§ **YOUR TASK**
Turn the entries below into a numbered list, starting at the line that contains "One point lands on each instance of the water reflection;" and running through the last line of the entries, both ends included. Leave out blank lines and every line before that starting point.

§ **MATERIAL PROVIDED**
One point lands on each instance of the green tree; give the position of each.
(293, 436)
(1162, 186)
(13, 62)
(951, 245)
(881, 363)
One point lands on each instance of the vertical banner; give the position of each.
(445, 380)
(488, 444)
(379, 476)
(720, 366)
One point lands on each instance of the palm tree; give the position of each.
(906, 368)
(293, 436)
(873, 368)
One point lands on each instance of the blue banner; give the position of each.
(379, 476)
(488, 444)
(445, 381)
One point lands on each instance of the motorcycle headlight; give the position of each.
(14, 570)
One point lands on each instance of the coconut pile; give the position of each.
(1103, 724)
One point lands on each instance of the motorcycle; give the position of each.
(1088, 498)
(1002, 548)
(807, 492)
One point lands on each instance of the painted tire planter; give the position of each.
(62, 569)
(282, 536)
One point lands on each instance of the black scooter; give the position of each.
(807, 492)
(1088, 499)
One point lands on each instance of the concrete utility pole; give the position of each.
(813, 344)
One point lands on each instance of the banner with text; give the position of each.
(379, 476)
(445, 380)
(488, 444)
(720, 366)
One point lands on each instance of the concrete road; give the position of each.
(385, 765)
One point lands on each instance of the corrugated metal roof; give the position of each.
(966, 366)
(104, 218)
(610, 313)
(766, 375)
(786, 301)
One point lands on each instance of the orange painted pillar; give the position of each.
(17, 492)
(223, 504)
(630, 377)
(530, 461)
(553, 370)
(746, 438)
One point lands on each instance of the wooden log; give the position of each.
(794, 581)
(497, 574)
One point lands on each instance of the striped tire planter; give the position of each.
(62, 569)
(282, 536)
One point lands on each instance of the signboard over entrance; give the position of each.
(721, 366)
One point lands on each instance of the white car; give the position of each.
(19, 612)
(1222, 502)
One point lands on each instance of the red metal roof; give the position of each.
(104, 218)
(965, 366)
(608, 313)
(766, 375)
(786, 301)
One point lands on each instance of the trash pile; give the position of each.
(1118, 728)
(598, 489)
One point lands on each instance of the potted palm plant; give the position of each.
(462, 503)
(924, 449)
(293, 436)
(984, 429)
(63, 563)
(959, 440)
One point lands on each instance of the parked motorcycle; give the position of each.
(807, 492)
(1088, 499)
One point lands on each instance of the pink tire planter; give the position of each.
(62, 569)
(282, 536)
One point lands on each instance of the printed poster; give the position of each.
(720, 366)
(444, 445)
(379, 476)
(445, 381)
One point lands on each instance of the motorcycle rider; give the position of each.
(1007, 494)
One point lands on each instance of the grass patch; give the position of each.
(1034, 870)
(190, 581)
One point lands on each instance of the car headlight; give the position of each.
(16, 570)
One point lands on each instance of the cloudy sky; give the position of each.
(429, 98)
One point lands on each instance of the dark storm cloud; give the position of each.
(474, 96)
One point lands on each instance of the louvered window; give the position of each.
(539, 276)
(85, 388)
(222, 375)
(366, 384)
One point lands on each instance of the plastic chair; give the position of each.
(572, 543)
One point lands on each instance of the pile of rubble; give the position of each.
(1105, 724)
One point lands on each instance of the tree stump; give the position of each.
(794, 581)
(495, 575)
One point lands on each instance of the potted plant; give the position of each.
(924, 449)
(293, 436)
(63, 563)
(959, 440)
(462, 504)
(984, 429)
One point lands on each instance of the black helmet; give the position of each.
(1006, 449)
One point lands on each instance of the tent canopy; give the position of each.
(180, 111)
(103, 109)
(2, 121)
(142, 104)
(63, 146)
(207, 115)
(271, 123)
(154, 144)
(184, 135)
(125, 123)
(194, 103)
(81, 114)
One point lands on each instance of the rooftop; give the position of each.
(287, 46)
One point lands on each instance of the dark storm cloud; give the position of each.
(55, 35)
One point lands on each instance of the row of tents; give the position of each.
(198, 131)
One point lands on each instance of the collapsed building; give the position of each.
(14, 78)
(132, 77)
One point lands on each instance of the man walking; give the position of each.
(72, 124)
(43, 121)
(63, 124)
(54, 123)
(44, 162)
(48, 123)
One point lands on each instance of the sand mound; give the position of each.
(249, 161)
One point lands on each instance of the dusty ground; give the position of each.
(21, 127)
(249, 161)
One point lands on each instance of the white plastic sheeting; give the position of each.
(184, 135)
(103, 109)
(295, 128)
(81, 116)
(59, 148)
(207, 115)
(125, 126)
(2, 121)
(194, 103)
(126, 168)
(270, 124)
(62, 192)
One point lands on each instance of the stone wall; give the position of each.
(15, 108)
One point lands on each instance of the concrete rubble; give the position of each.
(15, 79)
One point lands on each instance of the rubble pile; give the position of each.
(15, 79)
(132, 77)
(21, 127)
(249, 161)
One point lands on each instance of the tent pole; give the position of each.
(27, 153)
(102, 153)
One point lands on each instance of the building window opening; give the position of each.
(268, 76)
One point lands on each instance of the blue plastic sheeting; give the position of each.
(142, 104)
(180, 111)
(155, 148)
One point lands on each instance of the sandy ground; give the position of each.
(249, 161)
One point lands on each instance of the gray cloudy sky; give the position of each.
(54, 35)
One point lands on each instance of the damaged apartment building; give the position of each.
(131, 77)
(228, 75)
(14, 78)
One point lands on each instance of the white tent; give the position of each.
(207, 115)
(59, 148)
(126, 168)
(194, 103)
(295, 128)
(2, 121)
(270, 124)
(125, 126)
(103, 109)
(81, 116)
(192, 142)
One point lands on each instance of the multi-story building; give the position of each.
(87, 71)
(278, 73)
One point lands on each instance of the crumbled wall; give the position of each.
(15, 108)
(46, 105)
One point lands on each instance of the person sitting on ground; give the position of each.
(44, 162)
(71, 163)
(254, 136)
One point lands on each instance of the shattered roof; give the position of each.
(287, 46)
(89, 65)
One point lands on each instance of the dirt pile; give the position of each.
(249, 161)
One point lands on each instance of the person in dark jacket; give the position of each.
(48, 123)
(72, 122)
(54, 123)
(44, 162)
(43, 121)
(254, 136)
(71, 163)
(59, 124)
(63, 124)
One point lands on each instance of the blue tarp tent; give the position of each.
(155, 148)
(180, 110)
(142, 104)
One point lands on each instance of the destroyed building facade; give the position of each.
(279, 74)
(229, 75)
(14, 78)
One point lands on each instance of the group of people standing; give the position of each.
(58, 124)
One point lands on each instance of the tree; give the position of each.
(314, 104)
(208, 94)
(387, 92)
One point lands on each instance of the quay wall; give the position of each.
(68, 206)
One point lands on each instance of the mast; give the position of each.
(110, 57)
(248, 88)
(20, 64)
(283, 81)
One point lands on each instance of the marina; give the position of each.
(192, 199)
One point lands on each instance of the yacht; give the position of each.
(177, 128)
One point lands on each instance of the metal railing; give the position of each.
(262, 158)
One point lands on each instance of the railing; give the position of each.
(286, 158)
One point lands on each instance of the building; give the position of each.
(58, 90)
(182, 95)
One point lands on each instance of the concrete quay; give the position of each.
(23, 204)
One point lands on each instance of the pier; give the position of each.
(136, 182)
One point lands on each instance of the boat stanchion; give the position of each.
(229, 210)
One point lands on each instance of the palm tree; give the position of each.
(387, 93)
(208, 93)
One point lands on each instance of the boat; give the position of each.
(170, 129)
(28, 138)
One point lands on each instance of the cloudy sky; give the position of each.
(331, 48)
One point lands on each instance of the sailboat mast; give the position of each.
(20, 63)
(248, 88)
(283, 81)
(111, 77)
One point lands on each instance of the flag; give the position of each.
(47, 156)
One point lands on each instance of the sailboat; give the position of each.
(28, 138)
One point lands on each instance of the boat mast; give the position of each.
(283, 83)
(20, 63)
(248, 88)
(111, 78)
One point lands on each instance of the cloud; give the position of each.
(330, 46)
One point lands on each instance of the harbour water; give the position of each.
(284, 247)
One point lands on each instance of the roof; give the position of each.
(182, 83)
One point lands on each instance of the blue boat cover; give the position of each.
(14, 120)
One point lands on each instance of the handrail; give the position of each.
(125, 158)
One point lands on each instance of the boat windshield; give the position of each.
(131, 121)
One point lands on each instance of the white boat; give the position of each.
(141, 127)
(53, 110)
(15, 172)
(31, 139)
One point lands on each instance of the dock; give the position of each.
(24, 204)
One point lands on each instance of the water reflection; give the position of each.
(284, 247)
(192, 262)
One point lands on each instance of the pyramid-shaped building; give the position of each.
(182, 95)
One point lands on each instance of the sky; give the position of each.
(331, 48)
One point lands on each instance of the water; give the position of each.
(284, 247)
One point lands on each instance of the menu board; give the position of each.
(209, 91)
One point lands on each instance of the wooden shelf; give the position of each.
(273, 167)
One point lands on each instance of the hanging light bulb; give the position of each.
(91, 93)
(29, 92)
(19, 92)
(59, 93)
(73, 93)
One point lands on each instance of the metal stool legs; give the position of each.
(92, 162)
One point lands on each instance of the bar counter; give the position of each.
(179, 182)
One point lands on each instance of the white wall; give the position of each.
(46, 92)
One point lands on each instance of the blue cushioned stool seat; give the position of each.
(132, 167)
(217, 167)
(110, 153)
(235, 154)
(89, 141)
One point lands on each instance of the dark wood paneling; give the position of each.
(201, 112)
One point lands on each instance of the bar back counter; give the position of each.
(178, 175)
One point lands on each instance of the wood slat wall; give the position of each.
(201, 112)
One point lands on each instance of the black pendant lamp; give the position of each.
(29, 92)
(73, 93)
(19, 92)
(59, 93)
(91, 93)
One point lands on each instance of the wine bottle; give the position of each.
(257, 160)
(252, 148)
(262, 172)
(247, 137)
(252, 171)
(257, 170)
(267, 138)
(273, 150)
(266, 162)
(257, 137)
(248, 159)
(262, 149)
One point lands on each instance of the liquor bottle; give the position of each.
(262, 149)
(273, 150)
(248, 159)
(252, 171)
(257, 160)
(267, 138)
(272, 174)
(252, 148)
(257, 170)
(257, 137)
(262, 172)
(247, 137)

§ **ANSWER BELOW**
1. One point lands on each instance of the water reflection; give the position of each.
2. (284, 247)
3. (192, 262)
4. One point lands on each instance of the pyramid-shaped building; give the position of each.
5. (182, 95)
6. One point lands on each instance of the sky; give the position of each.
7. (331, 48)
8. One point lands on each instance of the water; give the position of each.
9. (284, 247)
10. One point lands on each instance of the menu board; give the position of each.
11. (209, 91)
12. One point lands on each instance of the wooden shelf; give the position of each.
13. (273, 167)
14. One point lands on each instance of the hanging light bulb; give the position of each.
15. (91, 93)
16. (29, 92)
17. (19, 92)
18. (59, 93)
19. (73, 93)
20. One point lands on each instance of the metal stool legs; give the position of each.
21. (92, 162)
22. One point lands on each instance of the bar counter; give the position of each.
23. (179, 182)
24. One point lands on each instance of the white wall; give the position of each.
25. (46, 92)
26. One point lands on each instance of the blue cushioned stool seat; give the position of each.
27. (132, 167)
28. (217, 167)
29. (110, 153)
30. (235, 154)
31. (89, 141)
32. One point lands on each instance of the dark wood paneling; give the position of each.
33. (201, 112)
34. One point lands on each instance of the bar back counter; give the position of each.
35. (178, 175)
36. One point lands on each instance of the wood slat wall; give the position of each.
37. (201, 112)
38. One point lands on each instance of the black pendant lamp; give the position of each.
39. (29, 92)
40. (73, 93)
41. (19, 92)
42. (59, 93)
43. (91, 93)
44. One point lands on each instance of the wine bottle; give the position of each.
45. (257, 160)
46. (252, 148)
47. (262, 172)
48. (247, 137)
49. (252, 171)
50. (257, 170)
51. (267, 138)
52. (273, 150)
53. (266, 162)
54. (257, 137)
55. (248, 159)
56. (262, 149)
57. One point lands on each instance of the liquor bottle; give the position of each.
58. (262, 149)
59. (273, 150)
60. (248, 159)
61. (252, 171)
62. (257, 160)
63. (267, 138)
64. (272, 174)
65. (252, 148)
66. (257, 170)
67. (257, 137)
68. (262, 172)
69. (247, 137)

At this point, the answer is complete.